§ **REQUIRED TASKS**:
[1] Could you rewrite the paragraph of the scripture passage that begins "As He taught, Jesus said" as a short list that keeps its main points?
[2] Can you carry the scripture passage forward from its final sentence?

Jesus replied, "Are you not in error because you do not know the Scriptures or the power of God? When the dead rise, they will neither marry nor be given in marriage; they will be like the angels in heaven. Now about the dead rising--have you not read in the book of Moses, in the account of the bush, how God said to him, ‘I am the God of Abraham, the God of Isaac, & the God of Jacob’? He is not the God of the dead, but of the living. You are badly mistaken!"

One of the teachers of the law came & heard them debating. Noticing that Jesus had given them a good answer, he asked Him, "Of all the commandments, which is the most important?" "The most important one," answered Jesus, "is this: ‘Hear, O Israel, the Lord our God, the Lord is one. Love the Lord your God with all your heart & with all your soul & with all your mind & with all your strength.’ The second is this: ‘Love your neighbor as yourself.’ There is no commandment greater than these."

"Well said, teacher," the man replied. You are right in saying that God is one and there is no other but Him. To love Him with all your heart, with all your understanding & with all your strength, & to love your neighbor as yourself is more important than burnt offerings & sacrifices."

When Jesus saw that he had answered wisely, He said to him, "You are not far from the kingdom of God." And from then on no one dared to ask Him any more questions.

While Jesus was teaching in the temple courts, He asked, "How is it that the teachers of the law say that the Christ is the son of David? David himself, speaking by the Holy Spirit, declared: "’The Lord said to my Lord, "Sit at my right hand until I put your enemies under your feet."’ David himself calls Him ‘Lord.’ How then can He be his son?" The large crowd listened to Him with delight.

As He taught, Jesus said, "Watch out for the teachers of the law. They like to walk around in flowing robes & be greeted in the marketplaces, & have the most important seats in the synagogues & the places of honor at banquets. They devour widow’s houses & for a show make lengthy prayers. Such men will be punished most severely."

Jesus sat down opposite the place where the offerings were put & watched the crowd putting their money into the temple treasury. Many rich people threw in large amounts. But a poor widow came & put in two very small copper coins, worth only a fraction of a penny.

Calling His disciples to Him, Jesus said, "It tell you the truth, this poor widow has put more into the treasuring than all the others. They all gave out of their wealth; but she, out of her poverty, put in everything—all she had to live on."

Mark 13

As he was leaving the temple, one of His disciples said to Him, "Look, Teacher! What massive stones! What magnificent buildings!" "Do you see all these great buildings?" replied Jesus. "Not one stone here will be left on another; every one will be thrown down."

As Jesus was sitting on the Mount of Olives opposite the temple, Peter, James, John & Andrew asked Him privately, "Tell us, when will these things happen? And what will be the sign that they are all about to be fulfilled?"

Jesus said to them, "Watch out that no one deceived you. Many will come in My name, claiming, ‘I am He,’ and will deceive many. When you hear of wars & rumors of war, do not be alarmed. Such things must happen, but the end is still to come. Nation will rise against nation, & kingdom against kingdom. There will be earthquakes in various places, & famines. These are the beginning of birth pains. You must be on your guard. You will be handed over to the local councils & flogged in the synagogues. On account of Me you will stand before governors & kings as witnesses to them. And the gospel must first be preached to all nations. Whenever you are arrested & brought to trial, do not worry beforehand about what to say. Just say whatever is given you at the time, for it not you speaking, but the Holy Spirit."

Rows from a pointing dataset:
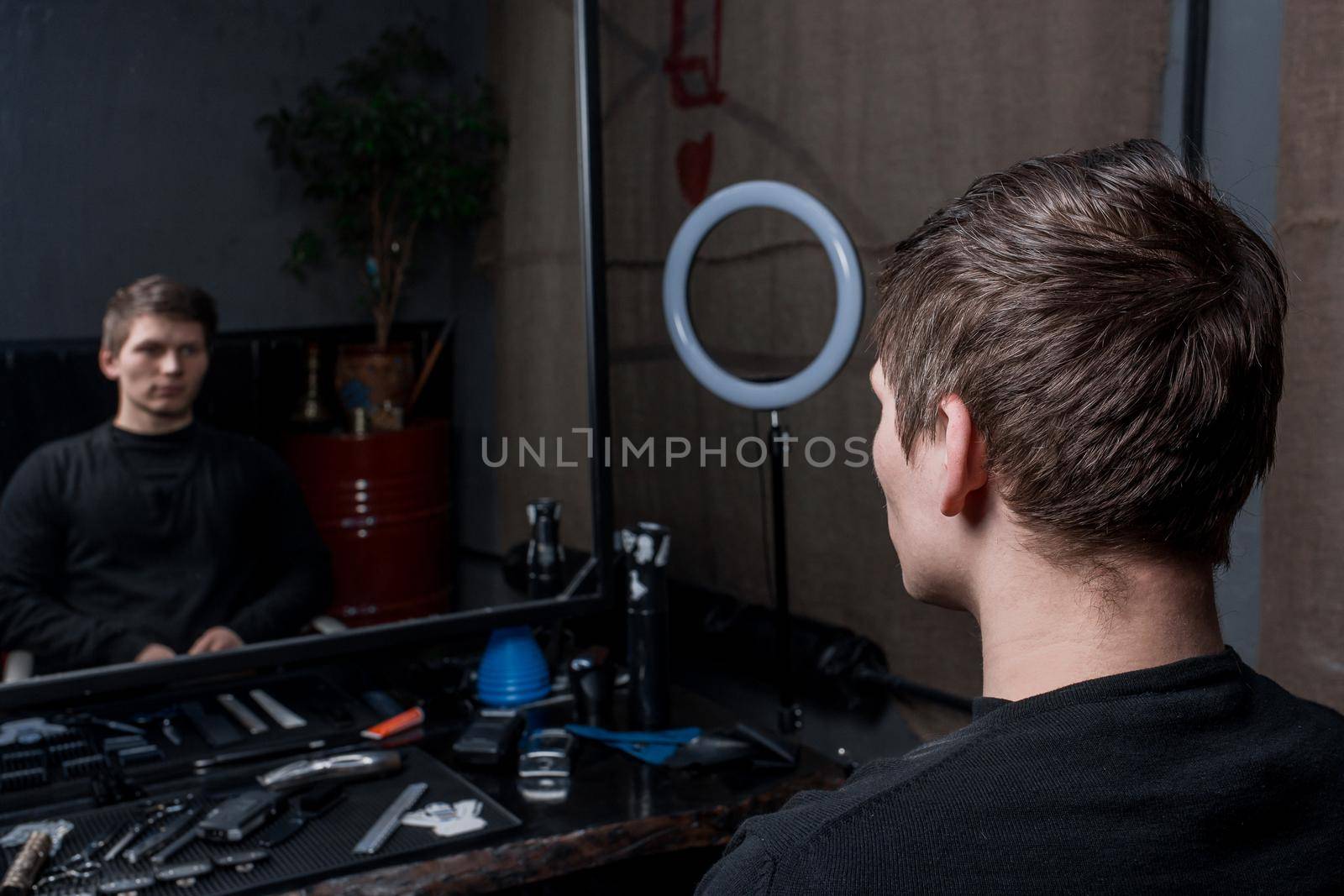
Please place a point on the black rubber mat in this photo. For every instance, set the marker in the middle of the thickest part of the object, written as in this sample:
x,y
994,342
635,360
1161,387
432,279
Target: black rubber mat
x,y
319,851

...

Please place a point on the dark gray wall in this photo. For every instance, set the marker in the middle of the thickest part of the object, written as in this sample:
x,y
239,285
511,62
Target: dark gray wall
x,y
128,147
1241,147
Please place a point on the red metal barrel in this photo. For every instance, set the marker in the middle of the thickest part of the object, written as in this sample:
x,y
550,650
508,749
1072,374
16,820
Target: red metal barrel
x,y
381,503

§ **ANSWERS**:
[1]
- Jesus tells his listeners to watch out for the teachers of the law.
- They like to walk around in flowing robes and to be greeted in the marketplaces.
- They want the most important seats in the synagogues and the places of honor at banquets.
- They devour widows' houses and make lengthy prayers for show.
- Such men will be punished most severely.

[2]
"Brother will betray brother to death, & a father his child. Children will rebel against their parents & have them put to death. All men will hate you because of Me, but he who stands firm to the end will be saved."

"When you see ‘the abomination that causes desolation’ standing where it does not belong—let the reader understand—then let those who are in Judea flee to the mountains. Let no one on the roof of his house go down or enter the house to take anything out. Let no one in the field go back to get his cloak. How dreadful it will be in those days for pregnant women & nursing mothers! Pray that this will not take place in winter, because those will be days of distress unequaled from the beginning, when God created the world, until now--& never to be equaled again. If the Lord had not cut short those days, no one would survive. But for the sake of the elect, whom He has chosen, He has shortened them. At that time if anyone says to you, ‘Look, here is the Christ! or, ‘Look, there He is!’ do not believe it. For false Christs & false prophets will appear & perform signs & miracles to deceive the elect—if that were possible. So be on your guard, I have told you everything ahead of time."

"But in those days, following that distress, ’the sun will be darkened, & the moon will not give its light; the stars will fall from the sky, & the heavenly bodies will be shaken.’ At that time men will see the Son of Man coming in clouds with great power & glory. And He will send His angels & gather His elect from the four winds, from the ends of the earth to the ends of the heavens."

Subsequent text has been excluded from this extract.